* STATED EXERCISE 1: Please rewrite the entries starting at the line containing "of the small" and running through the last entry, changing "formation chart" to "site survey" and leaving everything else as it is.
======== DOCUMENT EXTRACT
Working with Drupal Themes Pt. 2

UPDATE: I’ve published 5 articles on themeing with Drupal. This one is the second (thus the pt.2). Here’s the links to the others:

I managed to get the footer changes to work. There are a number of informational settings you can adjust in your Drupal site’s administration space. To find these go To Administer, Site Configuration, and then Site Information. You can include some basic HTML in these as well, although your theme may play havoc with this. For example a really long slogan like mine (“Et Eärello Endorenna utúlien. Sinome maruvan ar Hildinyar tenn’ Ambar-metta!”) will get messed up in most themes because it wraps too much.

While we are in the admin console, there are a lot of simple tweaks you can do to your theme from right here. Go into Administer, Site Building, and then Themes. Look for your current theme in the list and click configure. You can change logos, icons, and adjust other appearance items for your content. If you find that some of the checkboxes are not enabled its probably because there is some other setting somewhere else that needs to get checked.

Now that I have my footer fixed I want to explore what can be done with CSS to improve the Zen theme. As I mentioned in Pt1. I’m working from the zen theme. If you look in your theme folder you will see there is a “zen.css” – check that to see a number of the styles you can change. Use Firebug to experiment with slight changes to how things are positioned – see Pt.1 for more on Firebug. I prefer using as little space as possible for menus, headers, and the stuff that goes around the real content. This is pretty easily done with simple changes to zen.css.
================
======== DATA IN THIS EXERCISE
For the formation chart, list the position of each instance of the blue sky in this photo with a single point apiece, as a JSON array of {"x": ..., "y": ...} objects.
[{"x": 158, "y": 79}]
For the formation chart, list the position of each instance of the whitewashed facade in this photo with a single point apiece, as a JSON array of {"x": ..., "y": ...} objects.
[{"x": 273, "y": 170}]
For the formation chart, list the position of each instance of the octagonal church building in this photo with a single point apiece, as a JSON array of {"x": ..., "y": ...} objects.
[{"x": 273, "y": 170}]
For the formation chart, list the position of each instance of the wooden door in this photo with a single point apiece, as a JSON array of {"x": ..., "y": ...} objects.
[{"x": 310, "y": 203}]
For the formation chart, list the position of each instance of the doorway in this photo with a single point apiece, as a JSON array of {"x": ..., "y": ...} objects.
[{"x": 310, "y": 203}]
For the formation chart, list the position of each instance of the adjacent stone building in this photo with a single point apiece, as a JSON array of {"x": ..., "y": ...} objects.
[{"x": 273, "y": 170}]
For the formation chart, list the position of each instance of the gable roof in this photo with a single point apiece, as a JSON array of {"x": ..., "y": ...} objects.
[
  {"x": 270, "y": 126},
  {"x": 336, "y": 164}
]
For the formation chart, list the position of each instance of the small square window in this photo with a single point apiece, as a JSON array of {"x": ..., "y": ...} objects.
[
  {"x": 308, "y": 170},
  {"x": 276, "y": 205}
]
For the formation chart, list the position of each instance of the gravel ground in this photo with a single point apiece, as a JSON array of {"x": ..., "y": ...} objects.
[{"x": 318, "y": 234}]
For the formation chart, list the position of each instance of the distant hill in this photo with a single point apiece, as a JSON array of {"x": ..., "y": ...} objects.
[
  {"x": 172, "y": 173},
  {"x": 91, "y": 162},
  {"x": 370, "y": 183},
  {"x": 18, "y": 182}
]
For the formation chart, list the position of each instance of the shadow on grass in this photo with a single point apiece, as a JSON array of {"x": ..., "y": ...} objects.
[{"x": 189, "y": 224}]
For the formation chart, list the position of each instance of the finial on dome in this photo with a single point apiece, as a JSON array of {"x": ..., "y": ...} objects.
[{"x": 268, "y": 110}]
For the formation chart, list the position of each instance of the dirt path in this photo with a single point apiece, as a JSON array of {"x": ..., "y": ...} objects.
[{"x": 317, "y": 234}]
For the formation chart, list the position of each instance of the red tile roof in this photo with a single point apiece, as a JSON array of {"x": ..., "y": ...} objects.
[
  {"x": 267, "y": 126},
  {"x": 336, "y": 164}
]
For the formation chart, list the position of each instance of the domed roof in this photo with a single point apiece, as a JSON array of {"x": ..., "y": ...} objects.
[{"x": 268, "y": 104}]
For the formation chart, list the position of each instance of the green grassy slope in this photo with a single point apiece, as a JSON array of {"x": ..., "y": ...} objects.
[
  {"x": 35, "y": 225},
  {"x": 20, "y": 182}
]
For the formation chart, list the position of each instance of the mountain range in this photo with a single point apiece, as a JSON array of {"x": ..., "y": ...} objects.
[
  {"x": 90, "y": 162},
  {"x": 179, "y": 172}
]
================
* STATED EXERCISE 2: In the Drupal themes post, list every administration menu item the reader is told to navigate through.

* WRITTEN RESPONSE 1:
For the site survey, list the position of each instance of the small square window in this photo with a single point apiece, as a JSON array of {"x": ..., "y": ...} objects.
[
  {"x": 308, "y": 170},
  {"x": 276, "y": 205}
]
For the site survey, list the position of each instance of the gravel ground in this photo with a single point apiece, as a JSON array of {"x": ..., "y": ...} objects.
[{"x": 318, "y": 234}]
For the site survey, list the position of each instance of the distant hill in this photo with a single point apiece, as a JSON array of {"x": ..., "y": ...} objects.
[
  {"x": 172, "y": 173},
  {"x": 91, "y": 162},
  {"x": 370, "y": 183},
  {"x": 18, "y": 182}
]
For the site survey, list the position of each instance of the shadow on grass in this photo with a single point apiece, as a JSON array of {"x": ..., "y": ...} objects.
[{"x": 189, "y": 224}]
For the site survey, list the position of each instance of the finial on dome in this photo with a single point apiece, as a JSON array of {"x": ..., "y": ...} objects.
[{"x": 268, "y": 110}]
For the site survey, list the position of each instance of the dirt path in this photo with a single point apiece, as a JSON array of {"x": ..., "y": ...} objects.
[{"x": 317, "y": 234}]
For the site survey, list the position of each instance of the red tile roof in this photo with a single point apiece, as a JSON array of {"x": ..., "y": ...} objects.
[
  {"x": 267, "y": 126},
  {"x": 336, "y": 164}
]
For the site survey, list the position of each instance of the domed roof in this photo with a single point apiece, as a JSON array of {"x": ..., "y": ...} objects.
[{"x": 268, "y": 104}]
For the site survey, list the position of each instance of the green grassy slope in this photo with a single point apiece, as a JSON array of {"x": ..., "y": ...} objects.
[
  {"x": 35, "y": 225},
  {"x": 20, "y": 182}
]
For the site survey, list the position of each instance of the mountain range in this photo with a single point apiece, as a JSON array of {"x": ..., "y": ...} objects.
[
  {"x": 90, "y": 162},
  {"x": 179, "y": 172}
]

* WRITTEN RESPONSE 2:
Administer
Site Configuration
Site Information
Site Building
Themes